** Begin Records supplied **
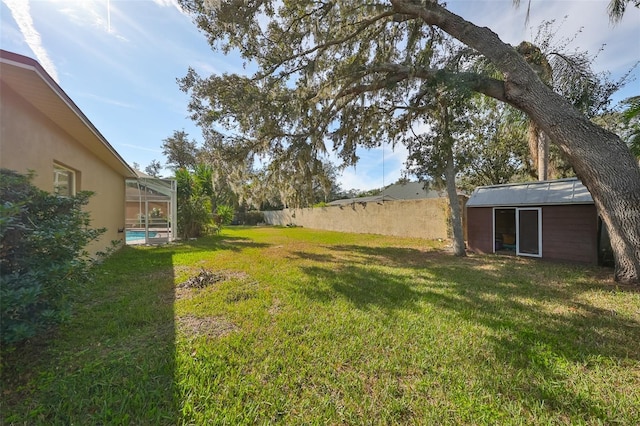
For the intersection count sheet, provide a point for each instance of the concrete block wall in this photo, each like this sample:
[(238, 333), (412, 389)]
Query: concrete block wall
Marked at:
[(427, 218)]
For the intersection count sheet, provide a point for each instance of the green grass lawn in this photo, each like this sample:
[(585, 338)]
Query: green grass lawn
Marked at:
[(313, 327)]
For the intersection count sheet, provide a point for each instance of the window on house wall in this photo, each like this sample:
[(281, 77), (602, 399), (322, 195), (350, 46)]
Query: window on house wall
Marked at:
[(64, 181)]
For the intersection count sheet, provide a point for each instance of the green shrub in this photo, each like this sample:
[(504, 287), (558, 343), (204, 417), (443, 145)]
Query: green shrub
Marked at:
[(225, 214), (194, 202), (42, 255), (252, 217)]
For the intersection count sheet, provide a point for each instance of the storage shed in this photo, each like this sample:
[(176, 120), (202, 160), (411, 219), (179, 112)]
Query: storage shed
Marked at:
[(554, 219)]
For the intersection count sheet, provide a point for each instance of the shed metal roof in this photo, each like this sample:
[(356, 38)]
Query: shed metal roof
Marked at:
[(561, 191)]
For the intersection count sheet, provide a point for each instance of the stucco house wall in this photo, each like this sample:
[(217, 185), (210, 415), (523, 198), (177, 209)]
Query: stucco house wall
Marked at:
[(31, 138)]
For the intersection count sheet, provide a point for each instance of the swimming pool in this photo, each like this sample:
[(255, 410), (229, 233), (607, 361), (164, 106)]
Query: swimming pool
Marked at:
[(138, 235)]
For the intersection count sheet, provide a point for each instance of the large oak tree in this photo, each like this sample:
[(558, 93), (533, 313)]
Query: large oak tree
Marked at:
[(344, 70)]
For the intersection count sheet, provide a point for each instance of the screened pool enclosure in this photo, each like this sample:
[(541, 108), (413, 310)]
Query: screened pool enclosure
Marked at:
[(151, 210)]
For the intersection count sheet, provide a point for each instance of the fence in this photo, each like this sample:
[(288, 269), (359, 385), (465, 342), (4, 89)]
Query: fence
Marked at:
[(425, 218)]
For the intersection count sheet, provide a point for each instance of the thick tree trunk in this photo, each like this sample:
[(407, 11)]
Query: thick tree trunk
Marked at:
[(454, 207), (543, 156), (601, 160)]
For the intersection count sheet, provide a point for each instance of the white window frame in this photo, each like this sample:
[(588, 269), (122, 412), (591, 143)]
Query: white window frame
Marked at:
[(516, 212), (59, 169)]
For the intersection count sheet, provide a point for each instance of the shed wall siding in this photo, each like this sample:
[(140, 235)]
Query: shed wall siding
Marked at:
[(480, 229), (570, 233)]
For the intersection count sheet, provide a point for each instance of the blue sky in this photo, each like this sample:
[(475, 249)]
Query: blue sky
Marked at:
[(119, 60)]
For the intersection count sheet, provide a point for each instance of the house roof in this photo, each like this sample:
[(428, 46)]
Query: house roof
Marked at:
[(550, 192), (26, 77)]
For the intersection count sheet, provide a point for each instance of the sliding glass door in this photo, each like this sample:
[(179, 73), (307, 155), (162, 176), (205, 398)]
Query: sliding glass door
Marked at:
[(529, 235)]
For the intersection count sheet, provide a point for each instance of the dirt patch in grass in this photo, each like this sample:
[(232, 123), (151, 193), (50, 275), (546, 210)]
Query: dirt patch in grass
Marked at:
[(211, 326), (205, 278)]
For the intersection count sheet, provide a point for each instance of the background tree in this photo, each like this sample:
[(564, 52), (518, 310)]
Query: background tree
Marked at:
[(194, 193), (339, 71), (631, 117), (432, 155), (495, 145), (153, 169), (181, 153)]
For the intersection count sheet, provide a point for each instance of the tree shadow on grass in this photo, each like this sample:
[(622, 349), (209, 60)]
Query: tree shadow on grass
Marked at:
[(218, 242), (538, 317), (113, 362)]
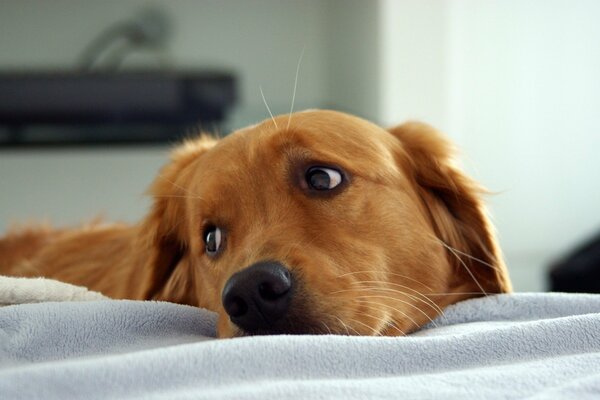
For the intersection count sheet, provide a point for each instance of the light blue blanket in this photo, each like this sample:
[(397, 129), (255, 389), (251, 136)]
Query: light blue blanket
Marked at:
[(542, 346)]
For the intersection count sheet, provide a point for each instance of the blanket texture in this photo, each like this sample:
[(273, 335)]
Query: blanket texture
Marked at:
** End Records supplied **
* [Your goal]:
Quote every line of the records above word for word, omitting the pictures.

* [Response]:
For the intersection count sheet, provide a point for each instance of the concrete block wall in this photo, each like this sample:
[(238, 333), (412, 389)]
Query: concrete block wall
Marked at:
[(427, 218)]
For the intersection count sheet, provide a point for each instance of the green grass lawn in this photo, each like this sample:
[(585, 338)]
Query: green grass lawn
Marked at:
[(313, 327)]
For the intersection count sheet, provide a point for each instance of the window on house wall in this photo, each like this sample:
[(281, 77), (602, 399), (322, 195), (350, 46)]
Query: window on house wall
Marked at:
[(64, 181)]
For the intersection count sheet, provide a point for each instance of the green shrub in this photo, each like this sample:
[(504, 287), (558, 343), (204, 417), (443, 145)]
Query: green shrub
Marked at:
[(225, 214), (194, 202), (42, 255), (252, 217)]
For the intersection count sheet, provide a point for each instance of the storage shed in this photo, each like this sample:
[(176, 120), (202, 160), (411, 219), (179, 112)]
Query: storage shed
Marked at:
[(554, 219)]
For the intersection count sheet, provide a point for each instance of the shed metal roof in this photo, each like this sample:
[(356, 38)]
Query: shed metal roof
Marked at:
[(561, 191)]
For the intersection count sheet, provide a point for each instance of the stucco house wall in this photo, each like this sample:
[(217, 185), (210, 415), (523, 198), (177, 209)]
Query: stucco house wall
Marked at:
[(31, 138)]
For the intersection count sheet, provide a point for each instance of the swimming pool in this photo, each like this sample:
[(255, 410), (229, 233), (607, 361), (164, 106)]
Query: swimming pool
Marked at:
[(138, 235)]
For the intersection count sheet, provide a point for each instance of the large oak tree in this photo, each like this sample:
[(558, 93), (533, 313)]
Query: large oak tree
Marked at:
[(344, 70)]
For the intersection count sheet, provide a point for each instance of the screened pool enclosure in this photo, each like this sample:
[(541, 108), (413, 310)]
Query: screened pool enclosure
Marked at:
[(151, 210)]
For the intersection count sheet, provide a point for each instance of the fence in this photo, each like this sample:
[(288, 269), (359, 385), (465, 342), (4, 89)]
Query: fence
Marked at:
[(425, 218)]
For the intersection count sheet, provide a point for each instance of the thick tree trunk in this photo, each like this sample:
[(407, 11)]
Query: thick tree trunk
Marked at:
[(454, 207), (543, 156), (601, 160)]
For the intersection count sheet, provide a point for each instance of the white window frame in this photo, each like this sample:
[(588, 269), (122, 412), (591, 143)]
Query: white window frame
Marked at:
[(516, 212), (59, 169)]
For the intersection count sheet, provide a point for each instance of the shed wall siding in this photo, each like this sample:
[(140, 235)]
Query: shed wall siding
Marked at:
[(480, 229), (570, 233)]
For the intersection count sheet, provide a point for each instance of the blue sky in this photo, each like this sample:
[(475, 249)]
Query: blue sky
Marked at:
[(119, 60)]
For the intersection count sheet, provide a point for each instance of the house roof in this photo, each like this sample:
[(428, 46)]
Query: house roof
Marked at:
[(550, 192), (26, 77)]
For the intersection count sheet, provide a point for each instance of the sliding glass door in this photo, each like this sample:
[(179, 73), (307, 155), (162, 176), (205, 398)]
Query: sliding glass door
Marked at:
[(529, 235)]
For the intersection count sheet, provide a point for each instance of the dirt patch in grass in this photo, each like this sample:
[(232, 123), (151, 193), (50, 275), (546, 210)]
Query: dirt patch in grass
Marked at:
[(211, 326), (205, 278)]
For the intersection count sheet, provide a point for each instance of the background tree in this photo, each like this sample:
[(564, 52), (518, 310)]
Query: background tree
Marked at:
[(194, 193), (339, 71), (631, 117), (432, 155), (495, 145), (153, 169), (181, 153)]
For the intersection count sheet, provide a point for each instance of the tree shadow on grass in this photo, each like this sample:
[(622, 349), (209, 60)]
Query: tree shadow on grass
Marked at:
[(218, 242), (538, 317), (113, 362)]
For the intersection count sheet, provide a point for each instance of the light blue blanket in this photo, each like this sample:
[(397, 129), (255, 389), (251, 136)]
Query: light blue blanket
Marked at:
[(542, 346)]
For the intersection count sheet, provide a point for each instance of the blanket texture in this photo, each like this sample:
[(273, 335)]
Query: blanket texture
Marked at:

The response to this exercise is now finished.